• [Goal of the exercise] Convert the records, from the line holding "For the evaluation set, tag every instance of the bird's breast" through the end of the records (both included), into a JSON list of strings with one string per line. Leave out blank lines.
---*---
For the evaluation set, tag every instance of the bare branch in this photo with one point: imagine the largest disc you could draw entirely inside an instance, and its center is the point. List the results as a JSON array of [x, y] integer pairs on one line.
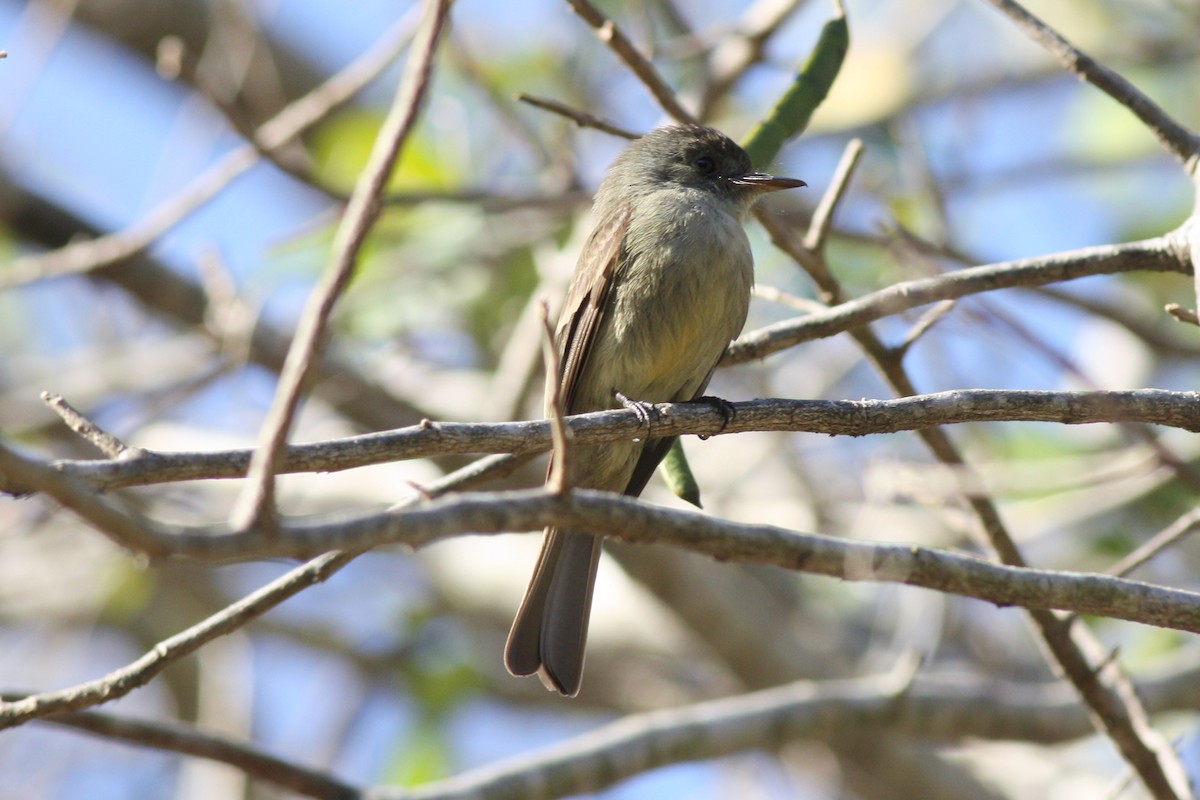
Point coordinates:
[[607, 32], [1161, 254], [822, 217], [833, 417], [582, 119], [1179, 140], [256, 506], [100, 438], [285, 126], [185, 739]]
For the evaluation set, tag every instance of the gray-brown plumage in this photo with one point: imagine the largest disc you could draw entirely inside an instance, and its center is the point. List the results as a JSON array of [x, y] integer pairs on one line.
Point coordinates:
[[661, 287]]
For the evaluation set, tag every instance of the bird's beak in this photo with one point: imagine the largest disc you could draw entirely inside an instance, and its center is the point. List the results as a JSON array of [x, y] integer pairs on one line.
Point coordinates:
[[765, 182]]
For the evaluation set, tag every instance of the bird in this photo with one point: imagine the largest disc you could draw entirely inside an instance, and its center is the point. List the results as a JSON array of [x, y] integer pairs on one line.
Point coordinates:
[[660, 289]]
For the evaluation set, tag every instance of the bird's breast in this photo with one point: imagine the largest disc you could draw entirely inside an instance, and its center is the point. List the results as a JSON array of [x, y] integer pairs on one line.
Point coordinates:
[[682, 293]]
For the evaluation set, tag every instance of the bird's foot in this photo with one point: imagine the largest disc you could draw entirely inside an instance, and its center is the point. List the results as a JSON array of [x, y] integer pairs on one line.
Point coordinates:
[[646, 411]]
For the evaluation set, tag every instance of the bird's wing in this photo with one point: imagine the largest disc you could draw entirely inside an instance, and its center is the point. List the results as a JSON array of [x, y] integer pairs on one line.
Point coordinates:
[[585, 306]]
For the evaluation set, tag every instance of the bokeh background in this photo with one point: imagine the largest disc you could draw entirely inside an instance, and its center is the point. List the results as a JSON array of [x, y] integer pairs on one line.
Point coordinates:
[[978, 149]]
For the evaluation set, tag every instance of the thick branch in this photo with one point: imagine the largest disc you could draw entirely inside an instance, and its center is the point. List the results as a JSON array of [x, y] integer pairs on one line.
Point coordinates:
[[833, 417]]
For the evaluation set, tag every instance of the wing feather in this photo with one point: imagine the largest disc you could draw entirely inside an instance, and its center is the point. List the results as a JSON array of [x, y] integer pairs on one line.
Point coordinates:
[[579, 323]]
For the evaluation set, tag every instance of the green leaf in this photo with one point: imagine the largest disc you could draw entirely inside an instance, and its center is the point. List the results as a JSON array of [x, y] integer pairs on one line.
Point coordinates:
[[678, 475], [793, 110]]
---*---
• [Correct answer]
[
  "For the evaluation set, tag every instance of the bird's breast in this photo with one point: imagine the largest disc you could draw entirely inside an instance, and its center is the point. List the results as a JSON array of [x, y] integer pairs on one line.",
  "Point coordinates:",
  "[[682, 293]]",
  "For the evaluation set, tag every instance of the bird's foot in this photo with one point: imagine the largest disc you could draw entirely inside an instance, and its center is the point. List the results as a JSON array of [x, y] integer pairs on one line.",
  "Point coordinates:",
  "[[646, 411]]",
  "For the evaluation set, tag every instance of the bird's wing in this photo with one point: imagine the largest disc you could draw entirely inside an instance, and its center is the point. List the results as a JSON array of [x, y] integer pairs on one line.",
  "Point coordinates:",
  "[[585, 306]]",
  "For the evaluation set, tag every instance of the bokeh background in this photo with one point: imagine the largest disc you could draw entirely inside an instance, and its center is the point. List the results as a JSON array of [x, y] integer pairs on one line.",
  "Point coordinates:",
  "[[978, 149]]",
  "For the evaluation set, tag every instance of the thick branch in this photo with one point: imagine the largest disc you could draw entirely inside an instance, and its center is the point. List the results as a JSON array of [x, y] integer pairs on one line.",
  "Point coordinates:",
  "[[833, 417]]",
  "For the evaluation set, tag every instance of the wing feather in this photo with one point: imagine the largest disc you could draw entirely inside an instance, and its center is the point. List the results as a JSON array of [x, y] integer pairs on one line.",
  "Point coordinates:",
  "[[579, 323]]",
  "For the evaluation set, tag every instance of the green leaf in this photo with one point: imagine the largest disc you could draw entirely inside an instance, and its center is the point. List the results as a JSON array of [x, y] integer pairs on one line.",
  "Point coordinates:",
  "[[678, 475], [793, 110]]"
]